__PAGE TEXT__

┌──

Over the top (way over) exceptional. Thank you for sharing this gorgeous masterpiece with us.


----------



## Vignewood

Just fabulous and I bet it is even more beautiful in person than it is in the picture.


----------



## gloriam

I'm absolutely awe struck. This is so stunning. The sad part of this is no one would probably pay what this is worth. (which to me is priceless)


----------



## Miss Shari

There are no words to adequately describe the beauty and elegance of this work of art. Well done!


----------



## soxaroo

Absolutly Georgeous


----------



## Byrdgal

Beautiful dress!!!! Lots of talent!


----------



## sanaylor

Well deserved bragging. Wow!


----------



## tookie

Beyond words - beautiful!


----------



## yona

What a task - stunning work! Thanks for posting.


----------



## Patty Sutter

Truly a work of art!!


----------



## mkjfrj

What a wonderful work of art.


----------



## Kneez

There are no words to express how beautiful the dress is. I would not know where to start. Who ever wears it I wish them ' Health Wealth and above everything else Happiness &#128144;&#128144;


----------



## hajra

Stunning!!!!


----------



## m_azingrace

BREATHTAKING!!!


----------



## moherlyle

WOW! Gorgeous! Absolutely beautiful. Did anyone wear it?

└──

__DATA EXCERPT__

┌──

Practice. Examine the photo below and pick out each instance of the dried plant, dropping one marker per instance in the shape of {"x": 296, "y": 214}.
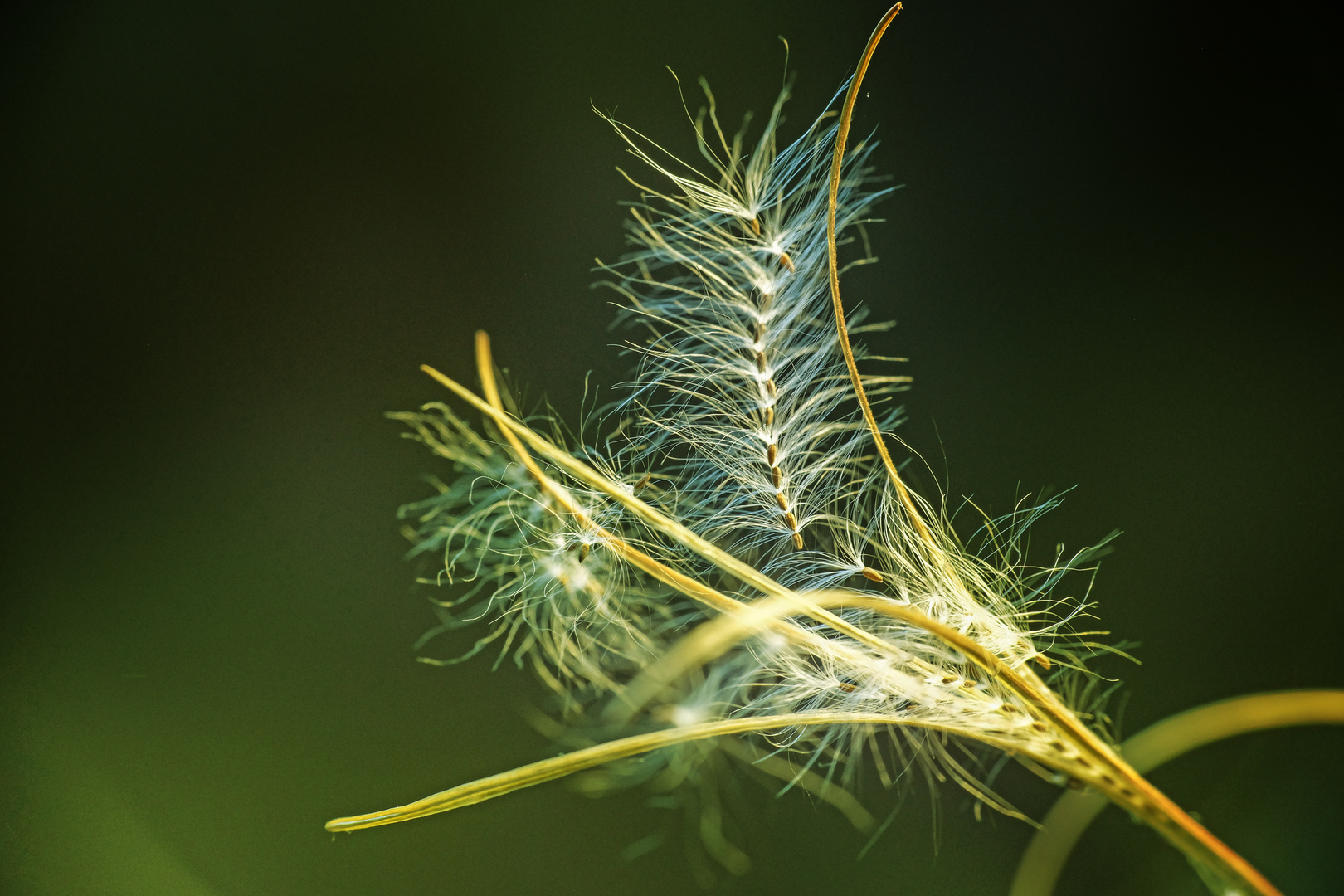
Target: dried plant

└──

__WRITTEN TASK__
Could you carry on the forum thread praising the dress, starting after its last comment?

__TASK RESPONSE__
Thanks for bragging on your friend!


----------



## knitknack

WOW. Absolutely amazing. Her work is unbelievable and perhaps some lucky young lady is going to be wearing it.


----------



## Lotty

Wow, just gorgeous.


----------



## knitnanny

That is one of the most beautiful dresses I have ever seen...WoW!


----------



## arlenecc

Belle1 said:


> To all you KPers -- my heartfelt thanks for your many wonderful comments about Laury's wedding dress. She and her husband are cattle ranchers here in SE Oregon. She learned to crochet as a very young child, taught by her grandmother. I personally have never seen someone who can crochet as quickly as she does. She made the prototype dress for the wedding dress and the dress itself in little more than 7 months. Her whole purpose in making this dress was to actualize an idea she had for a beautiful gown. She made it to her size for fitting and it has never been worn. With her busy lifestyle, she uses crochet to "relax" and be creative. So, she hasn't drafted a pattern. But she has made a couple of other dresses (a backless beaded cocktail dress with matching cape and a sundress with jacket) that equally as creative. If possible and I can photograph them, I will share with you. Again thank you for your comments, she is quite overwhelmed with reception you provided.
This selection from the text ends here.